Inzwischen wissen wir, dass es den Begriff der Rasse gar nicht gibt, aber er gerade wieder — diesmal von Juden und einem „jüdischen Staat“ — missbraucht wird, um das palästinensische Volk rassistisch und kolonialistisch zu vertreiben und zu ermorden. Also sollten sich Bürger, wenn sie schon gemeinsam demonstrieren, nicht von Politikern für ihre durchsichtigen Ziele vereinnahmen lassen, sondern sich lieber einsetzen für eine NATO- und Atomwaffen-freie Welt, gegen Waffenlieferungen an Ukraine, Israel und Krisengebiete, für ein Friedensabkommen mit Russland und ein freies Palästina als selbständiger Staat.
Meinen die Bürger wirklich, wenn sie so wahllos demonstrieren — gegen die AfD, die ich schon nach Gründung heftig kritisierte und dafür gescholten wurde — liegen sie richtig? Nein, liebe Mitbürger, da hilft es nicht, zu demonstrieren und sich dabei gut zu fühlen. Um die AfD oder andere kommende rechtsextreme Gruppierungen zu schwächen und klein zu halten, hilft es nur, diese Parteien nicht zu wählen. An der Wahlurne haben wir die Wahl. Mit einer Protestwahl hat eine Wahl der AfD nichts mehr zu tun. Jeder, der diese Partei wählt, muss wissen und weiß inzwischen, was er wählt. Glücklicherweise gibt es doch Alternativen: vom Bündnis Sahra Wagenknecht (BSW) bis Todenhöfer und Demokratische Allianz für Vielfalt und Aufbruch ( DAVA)… Die Auswahl ist groß.
——
▶ _Arbeitsanweisungen_
a - Übersetze diesen Satz aus dem Text über Demonstrationen gegen die AfD ins Englische: „Um die AfD oder andere kommende rechtsextreme Gruppierungen zu schwächen und klein zu halten, hilft es nur, diese Parteien nicht zu wählen.“
b - Schreibe den Text über Demonstrationen gegen die AfD im Anschluss an seinen letzten Satz weiter.
Die anschließenden Zeilen stehen in keinem Zusammenhang mit dem Text über Demonstrationen gegen die AfD.

(Datensätze zur Punktannotation)
——
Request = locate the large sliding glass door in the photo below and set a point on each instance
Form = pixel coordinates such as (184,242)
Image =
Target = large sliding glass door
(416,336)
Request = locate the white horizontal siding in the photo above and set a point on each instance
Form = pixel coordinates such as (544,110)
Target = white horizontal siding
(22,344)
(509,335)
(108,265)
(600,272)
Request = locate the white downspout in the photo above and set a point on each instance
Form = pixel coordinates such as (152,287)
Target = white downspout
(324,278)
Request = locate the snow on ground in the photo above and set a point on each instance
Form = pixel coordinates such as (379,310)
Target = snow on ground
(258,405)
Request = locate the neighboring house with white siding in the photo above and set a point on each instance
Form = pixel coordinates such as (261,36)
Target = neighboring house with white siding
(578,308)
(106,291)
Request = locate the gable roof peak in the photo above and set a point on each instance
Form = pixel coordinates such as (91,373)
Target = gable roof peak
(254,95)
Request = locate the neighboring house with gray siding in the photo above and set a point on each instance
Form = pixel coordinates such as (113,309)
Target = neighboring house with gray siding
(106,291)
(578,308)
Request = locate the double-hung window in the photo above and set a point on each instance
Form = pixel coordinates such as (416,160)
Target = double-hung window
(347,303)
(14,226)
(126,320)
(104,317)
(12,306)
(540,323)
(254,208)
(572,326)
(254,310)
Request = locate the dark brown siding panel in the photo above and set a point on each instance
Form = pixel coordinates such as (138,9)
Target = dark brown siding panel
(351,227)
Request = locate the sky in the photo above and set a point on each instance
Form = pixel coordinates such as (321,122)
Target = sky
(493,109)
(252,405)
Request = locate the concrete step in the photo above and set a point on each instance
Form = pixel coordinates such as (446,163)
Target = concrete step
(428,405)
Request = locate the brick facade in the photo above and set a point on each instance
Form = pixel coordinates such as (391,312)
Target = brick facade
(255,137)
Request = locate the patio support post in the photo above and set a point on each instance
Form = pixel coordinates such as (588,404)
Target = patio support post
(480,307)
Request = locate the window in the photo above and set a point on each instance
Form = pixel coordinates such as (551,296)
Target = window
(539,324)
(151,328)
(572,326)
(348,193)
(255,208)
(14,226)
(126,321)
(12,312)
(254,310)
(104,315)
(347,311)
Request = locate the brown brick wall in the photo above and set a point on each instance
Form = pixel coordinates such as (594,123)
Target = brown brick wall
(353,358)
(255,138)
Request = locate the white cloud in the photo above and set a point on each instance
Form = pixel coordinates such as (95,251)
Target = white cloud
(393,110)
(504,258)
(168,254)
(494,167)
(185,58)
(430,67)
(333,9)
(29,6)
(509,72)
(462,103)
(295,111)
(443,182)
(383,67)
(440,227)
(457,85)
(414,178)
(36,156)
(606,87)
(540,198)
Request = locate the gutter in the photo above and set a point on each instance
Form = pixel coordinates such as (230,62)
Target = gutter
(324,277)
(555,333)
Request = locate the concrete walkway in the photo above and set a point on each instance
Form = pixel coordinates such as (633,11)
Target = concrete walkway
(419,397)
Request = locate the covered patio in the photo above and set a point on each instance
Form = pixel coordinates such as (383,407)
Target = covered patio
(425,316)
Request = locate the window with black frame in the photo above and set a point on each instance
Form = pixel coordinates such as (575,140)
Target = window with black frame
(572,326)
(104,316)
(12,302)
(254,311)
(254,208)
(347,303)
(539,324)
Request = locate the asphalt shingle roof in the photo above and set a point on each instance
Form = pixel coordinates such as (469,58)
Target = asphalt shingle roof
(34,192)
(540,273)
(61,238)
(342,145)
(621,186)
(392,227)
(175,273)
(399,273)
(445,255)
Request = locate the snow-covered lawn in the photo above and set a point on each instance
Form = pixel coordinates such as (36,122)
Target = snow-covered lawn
——
▶ _Antworten der Reihe_
a - The only thing that helps to weaken the AfD or other emerging far-right groups and keep them small is not to vote for these parties.

b -
Erinnerungen der schlimmsten Art werden wach
Alles aber läuft — „wie das Laufen der Lämmer“ — selbstgefällig grinsend und demokratisch, wenn Scholz und Baerbock Hand in Hand marschieren, Einigkeit demonstrierend, im Kampf für die Demokratie und danach an den Kabinettstisch, zur Tagesordnung und in die Niederungen der rot-grün-gelben Ampel-Streitpolitik zurückkehren.
Also alles gegen Rechte und für das Recht. Was für eine ekelhafte und verlogene Selbstzufriedenheit eines Kanzlers der „Zeitenwende“, der — wie es scheint — diese mit „Rückwende“ verwechselt, wenn er „Heil der Ukraine“ ruft, der Ukraine „unbefristete“ Hilfe solange als nötig zugesagt hat und mit Wolodymyr Selenskyj eine neue Männerfreundschaft zelebriert.
Wenn der deutsche Kanzler von einem „historischen Schritt“ spricht, nachdem er einen langfristigen Sicherheitspakt mit der Ukraine abgeschlossen hat, der weitere Waffen von rund 1,1 Milliarden Euro für den Kampf gegen Russland zugesagt hat, dann fühle ich mich immer mehr an ein Déjà-vu der schlimmsten Art, eine Geschichtsvergessenheit erinnert, die ich nie wieder erleben möchte.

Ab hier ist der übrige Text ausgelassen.